**DIRECTIONS FOR THIS TASK**
Convert every line of the data below into a JSON list of strings, one string per line, skipping blank lines and leaving out the picture.

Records
- - -

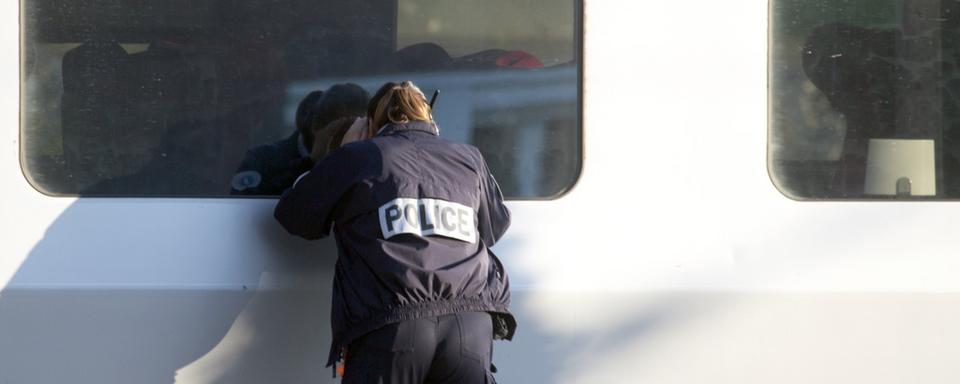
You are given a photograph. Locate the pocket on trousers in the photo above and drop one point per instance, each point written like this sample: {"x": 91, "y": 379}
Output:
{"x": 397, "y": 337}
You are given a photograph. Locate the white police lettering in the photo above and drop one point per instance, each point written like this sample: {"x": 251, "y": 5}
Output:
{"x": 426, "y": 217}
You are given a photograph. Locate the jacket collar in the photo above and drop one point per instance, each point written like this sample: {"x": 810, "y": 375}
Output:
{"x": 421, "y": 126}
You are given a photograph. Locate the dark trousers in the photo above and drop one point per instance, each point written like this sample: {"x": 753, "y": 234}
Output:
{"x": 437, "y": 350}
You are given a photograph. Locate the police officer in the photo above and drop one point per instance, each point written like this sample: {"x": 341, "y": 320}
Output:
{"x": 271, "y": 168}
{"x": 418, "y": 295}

- - -

**FINISHED TASK**
[
  "You are given a photograph. Locate the pocket on trousers in the photo above and drop one point per instance, each point written like this sample: {\"x\": 91, \"y\": 379}",
  "Output:",
  "{\"x\": 397, \"y\": 337}",
  "You are given a photograph. Locate the white police lettering in the photo above and drop one point per instance, each point written like this sample: {\"x\": 251, \"y\": 5}",
  "Output:",
  "{\"x\": 426, \"y\": 217}",
  "You are given a photograph. Locate the jacket collar in the photo above and drop one point per instance, each point written like this sample: {\"x\": 810, \"y\": 375}",
  "Output:",
  "{\"x\": 421, \"y\": 126}",
  "You are given a photograph. Locate the dark trousers in the photo above and drop one point per instance, each point written like this sample: {\"x\": 753, \"y\": 234}",
  "Output:",
  "{\"x\": 437, \"y\": 350}",
  "You are given a photograph. Locate the police officer in the photo above and drop one point per instance, each point written like this sample: {\"x\": 341, \"y\": 320}",
  "Output:",
  "{\"x\": 271, \"y\": 168}",
  "{\"x\": 418, \"y\": 295}"
]